Count the lines in the data below that contain the string "reed", and give only that number.

[begin Material for the task]

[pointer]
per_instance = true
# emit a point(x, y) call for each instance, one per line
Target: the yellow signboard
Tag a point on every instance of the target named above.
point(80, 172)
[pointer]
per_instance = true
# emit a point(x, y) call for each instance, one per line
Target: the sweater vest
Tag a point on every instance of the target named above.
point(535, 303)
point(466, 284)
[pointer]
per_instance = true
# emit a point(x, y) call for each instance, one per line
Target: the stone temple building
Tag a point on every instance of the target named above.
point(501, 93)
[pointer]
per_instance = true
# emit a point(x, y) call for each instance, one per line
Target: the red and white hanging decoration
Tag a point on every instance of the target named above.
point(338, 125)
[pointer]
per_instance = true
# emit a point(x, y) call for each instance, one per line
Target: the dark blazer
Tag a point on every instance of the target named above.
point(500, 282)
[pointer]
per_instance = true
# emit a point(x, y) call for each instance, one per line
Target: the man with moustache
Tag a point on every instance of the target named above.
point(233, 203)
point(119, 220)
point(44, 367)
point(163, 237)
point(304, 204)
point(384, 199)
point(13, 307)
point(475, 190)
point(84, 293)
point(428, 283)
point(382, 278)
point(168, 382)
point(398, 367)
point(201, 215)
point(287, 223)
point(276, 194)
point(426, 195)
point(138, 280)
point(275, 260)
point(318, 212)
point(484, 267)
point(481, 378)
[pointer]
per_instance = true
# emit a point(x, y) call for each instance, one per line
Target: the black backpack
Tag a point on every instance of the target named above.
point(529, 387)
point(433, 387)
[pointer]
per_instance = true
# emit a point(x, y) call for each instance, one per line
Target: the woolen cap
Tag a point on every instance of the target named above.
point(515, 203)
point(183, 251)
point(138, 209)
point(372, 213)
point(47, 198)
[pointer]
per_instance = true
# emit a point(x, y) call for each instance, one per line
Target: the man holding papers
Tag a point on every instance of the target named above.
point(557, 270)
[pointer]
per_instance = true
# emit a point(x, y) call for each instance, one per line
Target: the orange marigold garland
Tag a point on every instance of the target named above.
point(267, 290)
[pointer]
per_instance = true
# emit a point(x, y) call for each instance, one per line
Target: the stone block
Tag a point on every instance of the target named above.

[end Material for the task]
[begin Material for the task]

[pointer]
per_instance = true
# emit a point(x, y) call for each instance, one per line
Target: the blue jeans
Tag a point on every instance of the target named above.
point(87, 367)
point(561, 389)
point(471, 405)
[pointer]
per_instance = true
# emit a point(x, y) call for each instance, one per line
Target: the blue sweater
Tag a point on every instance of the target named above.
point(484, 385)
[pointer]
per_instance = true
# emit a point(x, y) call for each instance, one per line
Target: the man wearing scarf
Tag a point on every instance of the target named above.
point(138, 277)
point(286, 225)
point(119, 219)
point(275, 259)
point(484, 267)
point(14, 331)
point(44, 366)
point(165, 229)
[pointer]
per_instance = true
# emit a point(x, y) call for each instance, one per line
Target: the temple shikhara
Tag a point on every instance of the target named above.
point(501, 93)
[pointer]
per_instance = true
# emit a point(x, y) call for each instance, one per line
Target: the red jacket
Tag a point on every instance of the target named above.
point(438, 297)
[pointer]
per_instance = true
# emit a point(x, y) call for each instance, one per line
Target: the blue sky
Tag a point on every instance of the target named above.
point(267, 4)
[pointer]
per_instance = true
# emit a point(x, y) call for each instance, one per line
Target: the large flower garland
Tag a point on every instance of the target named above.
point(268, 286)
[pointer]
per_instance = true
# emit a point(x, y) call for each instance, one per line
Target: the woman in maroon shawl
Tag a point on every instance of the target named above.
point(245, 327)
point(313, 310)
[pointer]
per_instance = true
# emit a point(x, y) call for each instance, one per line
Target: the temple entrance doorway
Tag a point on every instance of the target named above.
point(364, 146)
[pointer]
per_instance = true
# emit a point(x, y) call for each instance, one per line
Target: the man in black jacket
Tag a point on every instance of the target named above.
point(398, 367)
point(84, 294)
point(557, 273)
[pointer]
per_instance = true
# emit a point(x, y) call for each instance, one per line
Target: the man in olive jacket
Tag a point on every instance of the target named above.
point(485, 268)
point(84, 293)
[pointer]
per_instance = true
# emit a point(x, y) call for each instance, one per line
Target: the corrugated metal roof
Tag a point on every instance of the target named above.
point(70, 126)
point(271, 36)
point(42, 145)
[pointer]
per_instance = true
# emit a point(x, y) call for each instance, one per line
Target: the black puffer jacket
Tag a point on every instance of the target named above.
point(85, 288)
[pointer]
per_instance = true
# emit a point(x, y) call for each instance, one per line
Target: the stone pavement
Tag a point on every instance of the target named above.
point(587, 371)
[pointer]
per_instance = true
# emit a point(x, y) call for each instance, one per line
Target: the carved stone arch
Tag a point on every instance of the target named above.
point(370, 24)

[end Material for the task]
[begin Material for the task]

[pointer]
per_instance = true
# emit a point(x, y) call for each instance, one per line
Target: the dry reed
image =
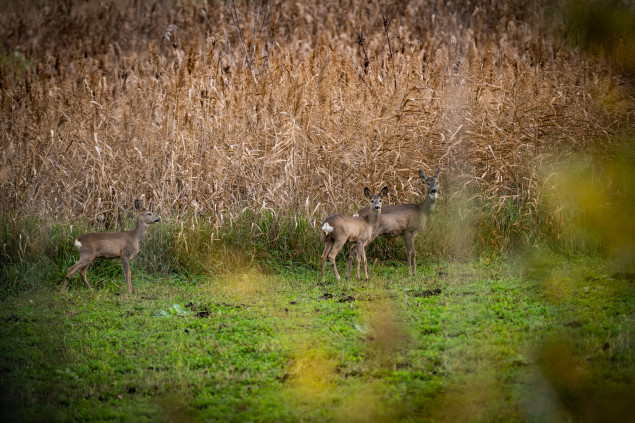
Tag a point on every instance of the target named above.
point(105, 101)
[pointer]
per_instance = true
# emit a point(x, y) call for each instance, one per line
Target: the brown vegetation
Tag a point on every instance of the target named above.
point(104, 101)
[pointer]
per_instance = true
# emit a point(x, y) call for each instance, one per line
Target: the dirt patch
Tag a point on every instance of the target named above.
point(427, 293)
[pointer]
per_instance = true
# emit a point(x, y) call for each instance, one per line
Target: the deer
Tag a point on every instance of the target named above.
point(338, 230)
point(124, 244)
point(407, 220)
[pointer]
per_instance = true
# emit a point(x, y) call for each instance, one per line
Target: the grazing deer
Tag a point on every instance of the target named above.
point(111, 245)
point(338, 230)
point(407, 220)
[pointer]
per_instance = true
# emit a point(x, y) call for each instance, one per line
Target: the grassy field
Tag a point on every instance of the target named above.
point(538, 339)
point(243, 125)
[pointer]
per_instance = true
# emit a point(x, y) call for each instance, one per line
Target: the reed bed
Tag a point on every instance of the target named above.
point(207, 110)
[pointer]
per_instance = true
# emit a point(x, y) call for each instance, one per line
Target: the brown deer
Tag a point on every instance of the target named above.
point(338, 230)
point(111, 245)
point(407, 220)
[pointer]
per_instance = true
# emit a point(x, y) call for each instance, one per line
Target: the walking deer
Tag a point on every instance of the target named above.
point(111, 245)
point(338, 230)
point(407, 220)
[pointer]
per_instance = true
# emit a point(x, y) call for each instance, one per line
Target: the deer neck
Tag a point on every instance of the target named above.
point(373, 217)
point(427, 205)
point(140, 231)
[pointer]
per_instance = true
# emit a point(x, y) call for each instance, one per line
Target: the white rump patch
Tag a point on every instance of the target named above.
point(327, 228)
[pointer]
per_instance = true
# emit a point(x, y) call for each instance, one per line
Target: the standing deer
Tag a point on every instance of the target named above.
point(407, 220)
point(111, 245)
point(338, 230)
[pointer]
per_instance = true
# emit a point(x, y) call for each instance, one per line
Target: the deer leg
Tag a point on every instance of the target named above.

[end Material for the task]

(Correct output) 2